======== Dataset

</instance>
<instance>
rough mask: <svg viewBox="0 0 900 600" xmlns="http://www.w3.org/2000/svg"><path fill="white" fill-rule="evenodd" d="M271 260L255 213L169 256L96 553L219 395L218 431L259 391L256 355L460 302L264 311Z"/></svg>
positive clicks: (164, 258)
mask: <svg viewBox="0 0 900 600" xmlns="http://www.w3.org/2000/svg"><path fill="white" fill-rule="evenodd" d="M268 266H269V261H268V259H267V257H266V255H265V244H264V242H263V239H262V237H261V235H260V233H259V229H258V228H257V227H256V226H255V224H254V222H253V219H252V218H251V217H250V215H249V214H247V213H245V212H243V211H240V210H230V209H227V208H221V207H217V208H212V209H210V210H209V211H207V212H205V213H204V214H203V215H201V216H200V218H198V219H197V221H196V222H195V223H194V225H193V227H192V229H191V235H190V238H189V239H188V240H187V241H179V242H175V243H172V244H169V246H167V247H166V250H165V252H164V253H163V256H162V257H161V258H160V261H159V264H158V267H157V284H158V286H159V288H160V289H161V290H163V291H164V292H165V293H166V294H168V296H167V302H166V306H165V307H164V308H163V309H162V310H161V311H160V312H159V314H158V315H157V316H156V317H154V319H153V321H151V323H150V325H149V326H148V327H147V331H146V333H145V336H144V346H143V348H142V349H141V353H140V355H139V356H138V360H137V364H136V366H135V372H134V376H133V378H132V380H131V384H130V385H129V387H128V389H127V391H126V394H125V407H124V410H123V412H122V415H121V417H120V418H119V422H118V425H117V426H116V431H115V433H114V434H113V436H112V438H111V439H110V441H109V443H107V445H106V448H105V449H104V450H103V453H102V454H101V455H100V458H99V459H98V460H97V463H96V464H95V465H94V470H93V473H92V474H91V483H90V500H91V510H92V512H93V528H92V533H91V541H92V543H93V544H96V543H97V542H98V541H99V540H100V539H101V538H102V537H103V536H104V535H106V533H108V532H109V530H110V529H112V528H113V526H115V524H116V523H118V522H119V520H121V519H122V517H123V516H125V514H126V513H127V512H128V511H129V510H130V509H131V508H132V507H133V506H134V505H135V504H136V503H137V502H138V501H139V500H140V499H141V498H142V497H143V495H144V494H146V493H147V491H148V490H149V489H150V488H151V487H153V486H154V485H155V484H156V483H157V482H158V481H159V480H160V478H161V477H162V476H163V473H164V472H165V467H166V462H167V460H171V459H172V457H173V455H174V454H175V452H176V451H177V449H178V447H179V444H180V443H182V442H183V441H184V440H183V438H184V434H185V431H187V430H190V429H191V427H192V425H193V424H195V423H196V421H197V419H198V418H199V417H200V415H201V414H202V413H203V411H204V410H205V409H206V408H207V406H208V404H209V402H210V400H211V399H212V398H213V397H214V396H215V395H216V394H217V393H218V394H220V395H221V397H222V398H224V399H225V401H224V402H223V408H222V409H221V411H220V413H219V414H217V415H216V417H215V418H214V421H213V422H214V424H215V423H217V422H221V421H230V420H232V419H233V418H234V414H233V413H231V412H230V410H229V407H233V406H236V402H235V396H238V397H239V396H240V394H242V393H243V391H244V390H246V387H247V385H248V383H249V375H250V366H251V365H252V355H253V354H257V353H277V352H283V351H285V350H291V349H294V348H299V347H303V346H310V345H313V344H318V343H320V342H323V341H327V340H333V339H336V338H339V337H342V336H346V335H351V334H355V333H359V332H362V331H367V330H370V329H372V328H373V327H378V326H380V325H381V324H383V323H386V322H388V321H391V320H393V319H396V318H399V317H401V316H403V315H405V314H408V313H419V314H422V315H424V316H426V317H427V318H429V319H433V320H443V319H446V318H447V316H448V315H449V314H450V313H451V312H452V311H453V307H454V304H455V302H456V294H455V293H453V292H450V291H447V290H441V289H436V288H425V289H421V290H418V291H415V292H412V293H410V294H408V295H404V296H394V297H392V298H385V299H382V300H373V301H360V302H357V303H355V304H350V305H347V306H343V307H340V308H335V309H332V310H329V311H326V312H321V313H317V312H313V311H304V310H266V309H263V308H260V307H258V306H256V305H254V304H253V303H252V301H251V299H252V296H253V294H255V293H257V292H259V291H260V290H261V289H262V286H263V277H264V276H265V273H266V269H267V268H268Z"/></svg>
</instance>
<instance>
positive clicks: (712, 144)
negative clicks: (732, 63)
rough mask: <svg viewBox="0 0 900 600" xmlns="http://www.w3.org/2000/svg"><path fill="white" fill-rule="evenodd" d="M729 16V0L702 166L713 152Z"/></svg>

================

(What the exercise asks)
Through the line that contains "260L255 213L169 256L96", copy the material above exactly, beginning at its first line and including nothing more.

(Output of the exercise)
</instance>
<instance>
rough mask: <svg viewBox="0 0 900 600" xmlns="http://www.w3.org/2000/svg"><path fill="white" fill-rule="evenodd" d="M271 260L255 213L169 256L96 553L219 395L218 431L259 391L256 355L460 302L264 311Z"/></svg>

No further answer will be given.